Objective a | In the listing, from its first line up to and including the line with "349 53 L 350", change "triangular road sign" to "warning sign" and return those lines with everything else left as is.

** BEGIN Given passage **

SECAUCUS, NJ (July 27, 2010) – Continuing its record of 3D technology leadership, Panasonic today announced the development of the world's first* digital interchangeable twin-lens, making it possible to shoot 3D with an interchangeable lens system camera. As a new member of Panasonic's powerful lineup of interchangeable lenses as part of the LUMIX G Micro System**, the twin-lens will allow high-quality shooting in 3D. Panasonic plans to release this new lens for sale before the end of the year.

"This year will be remembered as the 'First Year of 3D Era' and Panasonic has already taken the lead by launching 3D-capable VIERA™ televisions and Blu-ray™ 3D Disc Players," said Darin Pepple, Senior Product Manager, Imaging, Panasonic Consumer Electronics Company. "With Panasonic's development of a twin-lens capable of 3D shooting, the company is providing consumers with a way to capture their own 3D content, which they can then enjoy watching in the comforts of their own home. Panasonic is dedicated to evolving the 3D ecosystem, letting consumers create and display lifelike 3D images in their homes."

** END Given passage **

Objective b |
Answer these questions from the Panasonic announcement:
(i) What date appears in the dateline?
(ii) By when does Panasonic plan to release the new lens for sale?
(iii) What is Darin Pepple's title?

** BEGIN Source material **

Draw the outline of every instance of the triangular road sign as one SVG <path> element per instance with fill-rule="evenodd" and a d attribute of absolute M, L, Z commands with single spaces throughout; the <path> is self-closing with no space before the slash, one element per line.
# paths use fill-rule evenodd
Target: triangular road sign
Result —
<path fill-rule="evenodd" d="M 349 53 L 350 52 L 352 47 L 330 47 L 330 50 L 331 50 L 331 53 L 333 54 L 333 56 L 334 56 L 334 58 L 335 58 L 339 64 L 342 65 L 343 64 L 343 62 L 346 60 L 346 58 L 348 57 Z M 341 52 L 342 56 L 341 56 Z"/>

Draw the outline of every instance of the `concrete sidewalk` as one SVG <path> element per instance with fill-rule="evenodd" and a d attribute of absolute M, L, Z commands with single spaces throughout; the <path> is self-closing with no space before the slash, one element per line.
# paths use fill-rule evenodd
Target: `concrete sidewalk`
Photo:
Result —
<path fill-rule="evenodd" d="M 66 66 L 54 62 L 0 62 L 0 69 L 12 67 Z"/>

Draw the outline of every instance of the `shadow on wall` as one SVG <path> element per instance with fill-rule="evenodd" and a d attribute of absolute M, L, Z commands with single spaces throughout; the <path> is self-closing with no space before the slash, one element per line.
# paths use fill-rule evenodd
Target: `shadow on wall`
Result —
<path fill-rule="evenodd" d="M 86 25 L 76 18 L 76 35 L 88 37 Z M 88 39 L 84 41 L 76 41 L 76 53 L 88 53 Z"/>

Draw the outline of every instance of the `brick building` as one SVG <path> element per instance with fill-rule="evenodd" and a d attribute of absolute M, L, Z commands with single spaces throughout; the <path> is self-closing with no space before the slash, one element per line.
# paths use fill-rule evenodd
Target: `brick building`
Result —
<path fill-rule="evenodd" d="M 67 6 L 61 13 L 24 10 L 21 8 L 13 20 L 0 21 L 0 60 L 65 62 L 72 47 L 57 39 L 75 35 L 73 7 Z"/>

** END Source material **

Worked solution a |
Draw the outline of every instance of the warning sign as one SVG <path> element per instance with fill-rule="evenodd" and a d attribute of absolute M, L, Z commands with single spaces throughout; the <path> is self-closing with no space before the slash, one element per line.
# paths use fill-rule evenodd
Target: warning sign
Result —
<path fill-rule="evenodd" d="M 349 53 L 350 52 L 352 47 L 330 47 L 330 50 L 331 50 L 331 53 L 333 54 L 333 56 L 334 56 L 334 58 L 335 58 L 339 64 L 342 65 L 343 64 L 343 62 L 346 60 L 346 58 L 348 57 Z M 341 52 L 342 56 L 341 56 Z"/>

Worked solution b |
(i) July 27, 2010
(ii) Before the end of the year
(iii) Senior Product Manager, Imaging, Panasonic Consumer Electronics Company